* Extracted material
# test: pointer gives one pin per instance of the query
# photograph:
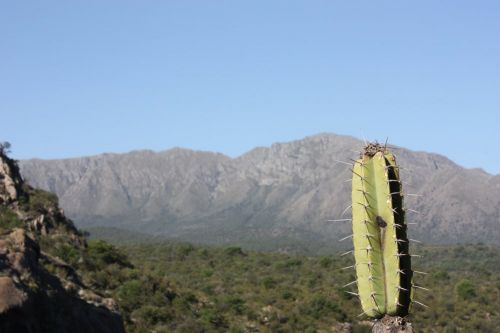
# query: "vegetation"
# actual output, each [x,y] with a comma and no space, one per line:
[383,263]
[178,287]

...

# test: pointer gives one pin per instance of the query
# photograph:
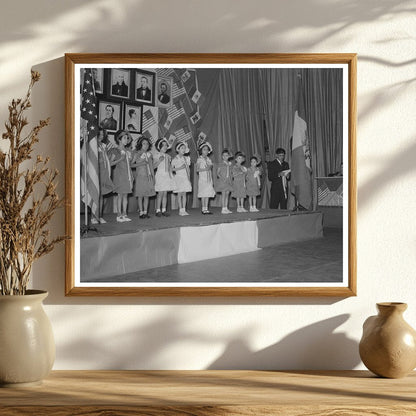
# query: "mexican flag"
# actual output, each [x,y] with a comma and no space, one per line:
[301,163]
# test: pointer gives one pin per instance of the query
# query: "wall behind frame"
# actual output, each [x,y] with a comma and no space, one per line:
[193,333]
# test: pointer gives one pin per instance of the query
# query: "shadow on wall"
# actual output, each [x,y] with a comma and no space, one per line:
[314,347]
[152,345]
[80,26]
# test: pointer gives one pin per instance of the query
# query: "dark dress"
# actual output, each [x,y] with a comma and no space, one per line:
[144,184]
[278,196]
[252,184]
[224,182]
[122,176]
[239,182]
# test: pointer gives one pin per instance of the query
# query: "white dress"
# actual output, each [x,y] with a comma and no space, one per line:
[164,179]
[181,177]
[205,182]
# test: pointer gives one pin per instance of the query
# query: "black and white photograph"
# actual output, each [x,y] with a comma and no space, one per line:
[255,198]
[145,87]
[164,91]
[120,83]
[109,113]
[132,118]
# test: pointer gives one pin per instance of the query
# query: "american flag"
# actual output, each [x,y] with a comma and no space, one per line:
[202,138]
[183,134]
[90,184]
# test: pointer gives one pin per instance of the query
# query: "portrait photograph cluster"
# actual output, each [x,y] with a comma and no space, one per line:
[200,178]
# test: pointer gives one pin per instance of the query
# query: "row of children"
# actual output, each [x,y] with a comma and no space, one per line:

* What is asked
Please show, copied in full, each line of the records above that contains the word "flag". Case counts.

* Worked solution
# query: "mexican flag"
# query: "american flag"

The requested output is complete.